- Trecho do documento
# # # # #
Retinopatia pode indicar gravidade da febre amarela
Pesquisa da Faculdade de Medicina identificou alterações nos olhos associadas à doença
A coloração bem amarelada da parte branca dos olhos, indicando icterícia, é um dos sintomas da febre amarela, doença infeciosa grave transmitida por mosquitos. Mas, além de uma simples mudança de cor, os olhos podem revelar muito mais sobre essa enfermidade. É o que mostrou pesquisa da Faculdade de Medicina, que identificou e caracterizou alterações na retina associadas à febre amarela, até então desconhecidas, e que podem indicar a gravidade da doença.
Os resultados do estudo, coordenado pelo professor Daniel Vitor Vasconcelos Santos, do Departamento de Oftalmologia e Otorrinolaringologia da Faculdade de Medicina da UFMG, foram descritos, no mês passado, em periódico da Associação Médica Americana, JAMA Ophthalmology. Devido à sua relevância, o estudo também foi tema de editorial da publicação e de entrevista com o editor-chefe.
# # # # #
- Registros selecionados
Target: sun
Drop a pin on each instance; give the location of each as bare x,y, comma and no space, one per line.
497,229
# # # # #
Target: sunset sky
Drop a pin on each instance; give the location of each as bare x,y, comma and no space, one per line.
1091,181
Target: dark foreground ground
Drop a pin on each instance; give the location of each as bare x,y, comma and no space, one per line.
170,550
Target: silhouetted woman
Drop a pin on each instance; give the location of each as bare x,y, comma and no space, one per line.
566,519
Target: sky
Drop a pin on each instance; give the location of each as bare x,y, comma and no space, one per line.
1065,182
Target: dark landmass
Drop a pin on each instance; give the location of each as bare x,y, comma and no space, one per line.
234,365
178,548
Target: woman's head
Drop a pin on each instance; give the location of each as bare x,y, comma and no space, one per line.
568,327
# # # # #
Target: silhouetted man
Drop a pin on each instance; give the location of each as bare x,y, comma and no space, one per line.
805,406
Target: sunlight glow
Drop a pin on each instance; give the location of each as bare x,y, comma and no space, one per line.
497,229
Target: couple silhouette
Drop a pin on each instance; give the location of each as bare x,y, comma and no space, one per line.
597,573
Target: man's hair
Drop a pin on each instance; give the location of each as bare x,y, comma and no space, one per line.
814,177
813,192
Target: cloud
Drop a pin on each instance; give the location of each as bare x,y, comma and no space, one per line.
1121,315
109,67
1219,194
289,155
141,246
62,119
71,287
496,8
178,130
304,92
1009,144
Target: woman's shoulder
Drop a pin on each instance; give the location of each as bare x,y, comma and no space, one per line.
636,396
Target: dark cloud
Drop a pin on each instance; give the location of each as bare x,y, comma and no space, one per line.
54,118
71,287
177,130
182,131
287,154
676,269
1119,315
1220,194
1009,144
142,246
# # # # #
- O que fazer
Continue o texto sobre a retinopatia na febre amarela a partir da última frase dele.

- Resposta
Para a pesquisa, foram coletados dados de 94 pacientes com suspeita de febre amarela transferidos do interior de Minas ou da Região Metropolitana para o Hospital Eduardo de Menezes, em Belo Horizonte. A instituição é referência em doenças infeciosas em Minas Gerais e no país. A análise foi feita após dois recentes surtos da doença. Somente de julho de 2017 a junho de 2018, o Ministério da Saúde registrou 1376 casos de febre amarela e 483 mortes.
Os pacientes foram submetidos a avaliação do fundo de olho como parte do exame oftalmológico. De acordo com o professor Daniel Vasconcelos, o exame é relativamente simples, exigindo dilatação das pupilas para observação da retina. Essa delicada membrana de tecido nervoso capta a luz e a transforma em estímulo elétrico, que é transmitido pelo nervo óptico até o cérebro. Do total de pacientes com suspeita da doença, 64 receberam diagnóstico confirmado de febre amarela. “Os outros 30 pacientes em que a enfermidade foi descartada acabaram formando um grupo controle interessante para a pesquisa, possibilitando a comparação dos resultados”, observa o professor.
Lesões retinianas
O estudo mostrou que 20% dos pacientes tiveram lesões na retina, caracterizando a chamada retinopatia. “Até aquela época, para nossa surpresa, não havia caracterização sistemática de manifestações oculares relacionadas à febre amarela. Isso nos causava estranheza, uma vez que outras doenças virais transmitidas por mosquitos, como dengue, zika e chikungunya, resultaram em frequentes manifestações oculares”, comenta Vasconcelos.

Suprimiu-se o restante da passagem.